→ **REQUIREMENT 1**
Return, word for word, the part of the pumpkin dip recipe below starting at "Pumpkin Dip.jpeg" and ending at "squash or butternut)".

→ **TEXT BLOCK**
>>>>

PUMPKIN DIP

Pumpkin Dip.jpeg
  Rohan Anderson

Rohan Anderson

One of the most entertaining people I’ve ever had the good fortune to meet - in Boston a few years back - is most certainly Rohan Anderson, author of Whole Larder Love. Rohan does it all, grow, gather, hunt, and cook.

“Roasting Pumpkins brings out its sweetness along with that char-grilled flavor that once I started to make my own dips, I could never understand why people buy the remade one at the supermarkets. You can have so much fun making your own, and its even more rewarding using your own produce. All it takes is a few extra ingredients to complement your veggies and voila! A dip that is sure to impress anyone. The flavors are sure to surpass the shelved varieties. When using vegetables that you’ve grown yourself, it always tastes better.” - Rohan

Recipe

What you need:

  • 1 x pumpkin (potimarron - aka winter squash or butternut)

<<<<

→ **REQUIREMENT 2**
Locate each line in the records below that contains the string "tree" and copy those lines out in full. Matching is case-sensitive.

→ **INPUT DATA**

>>>>

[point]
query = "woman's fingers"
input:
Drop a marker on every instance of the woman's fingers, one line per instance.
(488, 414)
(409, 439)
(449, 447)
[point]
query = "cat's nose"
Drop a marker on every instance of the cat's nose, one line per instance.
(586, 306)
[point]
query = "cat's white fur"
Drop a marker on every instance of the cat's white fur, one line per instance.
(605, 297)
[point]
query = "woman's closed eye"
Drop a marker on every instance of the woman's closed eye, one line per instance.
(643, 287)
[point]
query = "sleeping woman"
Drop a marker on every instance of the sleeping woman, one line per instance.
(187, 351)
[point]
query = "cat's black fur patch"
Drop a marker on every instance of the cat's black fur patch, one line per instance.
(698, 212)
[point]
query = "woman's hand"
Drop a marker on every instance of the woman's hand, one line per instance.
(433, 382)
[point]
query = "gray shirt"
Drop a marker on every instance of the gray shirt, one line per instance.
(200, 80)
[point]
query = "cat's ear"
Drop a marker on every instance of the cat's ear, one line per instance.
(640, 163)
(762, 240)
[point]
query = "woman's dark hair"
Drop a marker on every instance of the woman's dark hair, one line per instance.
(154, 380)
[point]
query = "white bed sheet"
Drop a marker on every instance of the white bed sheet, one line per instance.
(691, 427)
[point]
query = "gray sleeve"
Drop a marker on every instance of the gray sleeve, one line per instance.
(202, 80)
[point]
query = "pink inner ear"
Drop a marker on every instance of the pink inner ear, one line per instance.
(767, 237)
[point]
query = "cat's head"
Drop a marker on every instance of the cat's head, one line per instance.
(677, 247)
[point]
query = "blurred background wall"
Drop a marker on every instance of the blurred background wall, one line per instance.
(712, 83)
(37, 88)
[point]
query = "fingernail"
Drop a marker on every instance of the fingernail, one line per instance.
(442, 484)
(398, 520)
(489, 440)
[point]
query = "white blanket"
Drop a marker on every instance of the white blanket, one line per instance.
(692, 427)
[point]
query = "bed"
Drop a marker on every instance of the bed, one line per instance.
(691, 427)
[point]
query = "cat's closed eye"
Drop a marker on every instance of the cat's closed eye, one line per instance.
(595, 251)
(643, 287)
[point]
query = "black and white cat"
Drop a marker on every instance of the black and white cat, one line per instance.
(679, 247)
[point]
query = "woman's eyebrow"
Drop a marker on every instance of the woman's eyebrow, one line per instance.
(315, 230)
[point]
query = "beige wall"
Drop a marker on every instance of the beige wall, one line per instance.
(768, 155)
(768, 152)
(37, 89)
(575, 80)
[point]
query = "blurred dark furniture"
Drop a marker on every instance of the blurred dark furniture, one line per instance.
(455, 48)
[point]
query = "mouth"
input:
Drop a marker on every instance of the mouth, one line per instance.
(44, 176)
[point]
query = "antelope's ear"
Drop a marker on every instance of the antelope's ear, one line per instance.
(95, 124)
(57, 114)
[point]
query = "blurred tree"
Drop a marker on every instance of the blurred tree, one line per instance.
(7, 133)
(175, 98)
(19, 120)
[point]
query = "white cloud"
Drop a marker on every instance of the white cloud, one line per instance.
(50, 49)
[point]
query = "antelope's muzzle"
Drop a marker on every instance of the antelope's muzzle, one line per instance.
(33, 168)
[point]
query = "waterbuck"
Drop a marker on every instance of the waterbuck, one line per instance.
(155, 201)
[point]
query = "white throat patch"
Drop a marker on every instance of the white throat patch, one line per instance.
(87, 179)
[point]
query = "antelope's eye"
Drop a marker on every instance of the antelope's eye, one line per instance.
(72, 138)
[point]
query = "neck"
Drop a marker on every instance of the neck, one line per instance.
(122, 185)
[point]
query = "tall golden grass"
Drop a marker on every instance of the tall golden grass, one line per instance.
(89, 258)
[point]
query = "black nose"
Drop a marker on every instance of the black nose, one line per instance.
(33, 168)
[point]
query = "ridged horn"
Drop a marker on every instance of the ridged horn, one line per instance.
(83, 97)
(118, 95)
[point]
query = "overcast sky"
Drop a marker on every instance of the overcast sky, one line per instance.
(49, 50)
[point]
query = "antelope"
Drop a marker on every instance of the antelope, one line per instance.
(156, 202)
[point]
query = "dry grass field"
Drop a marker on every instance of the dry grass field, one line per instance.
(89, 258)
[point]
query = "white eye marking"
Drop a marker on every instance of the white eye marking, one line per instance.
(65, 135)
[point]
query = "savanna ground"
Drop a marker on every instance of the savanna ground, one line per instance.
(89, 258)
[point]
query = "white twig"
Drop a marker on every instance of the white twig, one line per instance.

<<<<

→ **TASK ANSWER 1**
Pumpkin Dip.jpeg
  Rohan Anderson

Rohan Anderson

One of the most entertaining people I’ve ever had the good fortune to meet - in Boston a few years back - is most certainly Rohan Anderson, author of Whole Larder Love. Rohan does it all, grow, gather, hunt, and cook.

“Roasting Pumpkins brings out its sweetness along with that char-grilled flavor that once I started to make my own dips, I could never understand why people buy the remade one at the supermarkets. You can have so much fun making your own, and its even more rewarding using your own produce. All it takes is a few extra ingredients to complement your veggies and voila! A dip that is sure to impress anyone. The flavors are sure to surpass the shelved varieties. When using vegetables that you’ve grown yourself, it always tastes better.” - Rohan

Recipe

What you need:

  • 1 x pumpkin (potimarron - aka winter squash or butternut)

→ **TASK ANSWER 2**
query = "blurred tree"
Drop a marker on every instance of the blurred tree, one line per instance.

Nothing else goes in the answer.